EXCERPT.
⟨

The Justice Department on Tuesday said it would take the “rare step” of asking the Supreme Court to overturn a judge’s ruling and clear the way for the Trump administration to dismantle a program that provides work permits to undocumented immigrants who have lived in the United States since childhood.

The Trump administration said it has appealed the judge’s injunction — which said the Obama-era program must continue while a legal challenge to ending it is pending — to the U.S. Court of Appeals for the Ninth Circuit.

But the Justice Department will also petition the Supreme Court later this week to intervene in the case, an unusual action that would allow the government to bypass the 9th Circuit altogether in its bid to phase out the Deferred Action for Childhood Arrivals program in March.

“It defies both law and common sense” that a “single district court in San Francisco” had halted the administration’s plans, Attorney General Jeff Sessions said in a statement. “We are now taking the rare step of requesting direct review on the merits of this injunction by the Supreme Court so that this issue may be resolved quickly and fairly for all the parties involved.”

The fate of DACA recipients, also known as “dreamers,” is at the heart of a legislative dispute on Capitol Hill that could result in a government shutdown later this week. President Trump says President Barack Obama exceeded his authority by creating the DACA program, and Congress must pass legislation protecting dreamers if they are to be allowed to stay.

The White House and lawmakers in Congress are at odds over whether protections for dreamers should be accompanied by crackdowns on other types of immigration.

The Trump administration announced in September that it would end DACA starting in March. California and other states filed a lawsuit challenging that decision.

Last week, U.S. District Judge William Alsup in San Francisco issued a temporary injunction halting the dismantling of the program while the lawsuit is pending. He ordered the government to resume renewing DACA and work authorizations for the 690,000 immigrants who held that status when the Trump administration ended the program on Sept. 5.

However, the judge said federal officials could deny those individuals the right to return to the United States if they travel abroad. Alsup also said the government did not have to accept new applicants.

Alsup’s ruling said California and other plaintiffs had shown they were likely to succeed on their claims that the Trump administration’s revocation of the nearly six-year-old program was “capricious” and not in compliance with federal laws. He said states, immigrants and public universities faced significant losses if a court found that the administration had acted improperly in terminating the program.

Government lawyers have argued that Trump had the authority to rescind his predecessor’s Deferred Action for Childhood Arrivals program in September, and that the courts did not have the power to review it under federal law.

⟩

Excerpts of annotation records
⟨

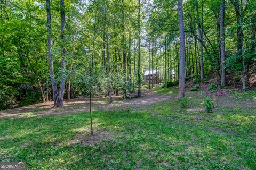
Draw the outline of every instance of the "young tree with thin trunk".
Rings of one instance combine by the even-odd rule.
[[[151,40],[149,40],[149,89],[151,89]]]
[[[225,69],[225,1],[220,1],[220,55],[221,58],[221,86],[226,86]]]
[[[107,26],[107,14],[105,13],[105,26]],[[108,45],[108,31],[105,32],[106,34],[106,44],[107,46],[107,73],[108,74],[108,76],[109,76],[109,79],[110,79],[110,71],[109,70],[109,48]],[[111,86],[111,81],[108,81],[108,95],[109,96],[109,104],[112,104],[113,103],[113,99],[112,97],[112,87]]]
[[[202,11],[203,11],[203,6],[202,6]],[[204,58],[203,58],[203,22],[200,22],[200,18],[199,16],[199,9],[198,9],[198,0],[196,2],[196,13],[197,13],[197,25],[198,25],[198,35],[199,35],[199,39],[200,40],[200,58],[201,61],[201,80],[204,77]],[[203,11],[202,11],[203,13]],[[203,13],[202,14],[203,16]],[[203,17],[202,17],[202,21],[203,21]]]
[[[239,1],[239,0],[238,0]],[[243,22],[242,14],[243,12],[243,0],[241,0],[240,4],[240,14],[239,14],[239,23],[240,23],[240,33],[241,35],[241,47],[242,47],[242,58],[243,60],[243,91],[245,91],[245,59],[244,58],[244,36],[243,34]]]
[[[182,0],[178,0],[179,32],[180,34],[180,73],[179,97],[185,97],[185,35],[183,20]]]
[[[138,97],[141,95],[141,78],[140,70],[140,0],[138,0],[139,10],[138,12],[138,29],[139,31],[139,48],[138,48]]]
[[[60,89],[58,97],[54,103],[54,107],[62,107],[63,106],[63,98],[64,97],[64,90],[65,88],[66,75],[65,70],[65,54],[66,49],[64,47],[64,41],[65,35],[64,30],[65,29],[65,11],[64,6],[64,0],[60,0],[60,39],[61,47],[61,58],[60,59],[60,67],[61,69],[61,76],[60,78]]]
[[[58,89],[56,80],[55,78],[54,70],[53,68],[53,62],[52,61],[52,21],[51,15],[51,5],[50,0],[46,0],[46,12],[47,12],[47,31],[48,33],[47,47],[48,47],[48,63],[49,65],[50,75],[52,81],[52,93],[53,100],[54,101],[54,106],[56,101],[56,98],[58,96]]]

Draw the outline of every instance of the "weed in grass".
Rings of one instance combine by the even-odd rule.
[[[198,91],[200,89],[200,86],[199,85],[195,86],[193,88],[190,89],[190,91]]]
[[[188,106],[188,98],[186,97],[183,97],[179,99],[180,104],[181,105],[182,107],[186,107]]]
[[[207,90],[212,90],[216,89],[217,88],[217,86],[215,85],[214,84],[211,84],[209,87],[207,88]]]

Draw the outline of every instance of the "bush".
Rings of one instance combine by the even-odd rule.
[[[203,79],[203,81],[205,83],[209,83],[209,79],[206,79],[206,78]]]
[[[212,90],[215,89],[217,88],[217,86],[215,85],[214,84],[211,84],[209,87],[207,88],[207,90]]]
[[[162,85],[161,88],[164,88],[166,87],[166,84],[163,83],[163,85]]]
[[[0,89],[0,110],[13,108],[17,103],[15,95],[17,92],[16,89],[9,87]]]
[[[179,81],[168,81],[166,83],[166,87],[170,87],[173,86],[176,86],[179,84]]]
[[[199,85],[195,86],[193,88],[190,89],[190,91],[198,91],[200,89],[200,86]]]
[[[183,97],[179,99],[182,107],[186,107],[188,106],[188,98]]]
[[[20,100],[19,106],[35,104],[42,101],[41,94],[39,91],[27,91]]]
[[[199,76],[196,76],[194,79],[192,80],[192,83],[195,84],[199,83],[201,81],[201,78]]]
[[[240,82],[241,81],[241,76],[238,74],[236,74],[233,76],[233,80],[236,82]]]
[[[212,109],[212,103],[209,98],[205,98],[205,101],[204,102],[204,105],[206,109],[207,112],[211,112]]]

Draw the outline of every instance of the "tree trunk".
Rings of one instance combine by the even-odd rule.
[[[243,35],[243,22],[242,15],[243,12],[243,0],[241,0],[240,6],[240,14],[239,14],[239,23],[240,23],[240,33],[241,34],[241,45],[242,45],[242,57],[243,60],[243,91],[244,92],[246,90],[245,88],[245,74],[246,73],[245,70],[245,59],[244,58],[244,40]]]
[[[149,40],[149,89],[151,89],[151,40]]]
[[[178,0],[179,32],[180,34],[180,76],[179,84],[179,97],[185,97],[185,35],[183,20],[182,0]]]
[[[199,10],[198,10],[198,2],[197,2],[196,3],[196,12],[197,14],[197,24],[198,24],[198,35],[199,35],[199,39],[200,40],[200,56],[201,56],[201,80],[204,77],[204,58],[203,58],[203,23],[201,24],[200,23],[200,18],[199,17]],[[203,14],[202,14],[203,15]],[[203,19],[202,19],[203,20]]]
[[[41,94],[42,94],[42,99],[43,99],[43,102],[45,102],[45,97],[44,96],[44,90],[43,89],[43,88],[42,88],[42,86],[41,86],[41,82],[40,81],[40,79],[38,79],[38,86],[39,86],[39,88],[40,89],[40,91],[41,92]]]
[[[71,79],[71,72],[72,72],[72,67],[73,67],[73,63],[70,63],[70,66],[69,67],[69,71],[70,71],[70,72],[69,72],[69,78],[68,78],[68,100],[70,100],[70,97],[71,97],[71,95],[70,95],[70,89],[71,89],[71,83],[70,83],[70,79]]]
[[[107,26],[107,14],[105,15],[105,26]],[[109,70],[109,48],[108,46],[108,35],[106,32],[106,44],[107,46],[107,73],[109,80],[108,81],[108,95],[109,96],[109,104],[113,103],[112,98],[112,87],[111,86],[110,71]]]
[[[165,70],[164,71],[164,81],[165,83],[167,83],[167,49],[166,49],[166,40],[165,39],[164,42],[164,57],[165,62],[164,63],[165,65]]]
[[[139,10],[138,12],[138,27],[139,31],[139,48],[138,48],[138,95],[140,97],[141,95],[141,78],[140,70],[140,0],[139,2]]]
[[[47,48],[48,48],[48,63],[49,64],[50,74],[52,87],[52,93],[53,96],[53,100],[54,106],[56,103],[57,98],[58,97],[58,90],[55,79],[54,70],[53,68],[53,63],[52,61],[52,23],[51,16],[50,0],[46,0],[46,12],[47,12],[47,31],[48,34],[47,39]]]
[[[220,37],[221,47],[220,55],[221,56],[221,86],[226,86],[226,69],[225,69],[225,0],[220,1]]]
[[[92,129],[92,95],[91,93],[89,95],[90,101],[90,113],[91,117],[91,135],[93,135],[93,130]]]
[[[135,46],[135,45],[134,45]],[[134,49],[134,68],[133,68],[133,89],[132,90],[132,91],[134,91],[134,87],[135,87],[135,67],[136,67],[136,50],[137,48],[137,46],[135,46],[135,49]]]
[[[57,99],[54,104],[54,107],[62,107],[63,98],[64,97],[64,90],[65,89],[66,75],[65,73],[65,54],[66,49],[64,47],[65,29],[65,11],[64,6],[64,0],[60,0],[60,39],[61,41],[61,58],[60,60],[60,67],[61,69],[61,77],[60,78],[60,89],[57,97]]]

⟩

WHAT TO WORK ON.
(a) Answer the following questions using the article on the DACA ruling above.
(i) To which court did the Trump administration appeal the judge's injunction?
(ii) In what month did the Trump administration announce that it would end DACA?
(iii) How many immigrants held DACA status when the administration ended the program on Sept. 5?
(b) Show every line of the rows above that contains the word "Draw". Case counts.

RESPONSES TO THE TASKS.
(a)
(i) The U.S. Court of Appeals for the Ninth Circuit.
(ii) September.
(iii) 690,000.

(b)
Draw the outline of every instance of the "young tree with thin trunk".
Draw the outline of every instance of the "weed in grass".
Draw the outline of every instance of the "bush".
Draw the outline of every instance of the "tree trunk".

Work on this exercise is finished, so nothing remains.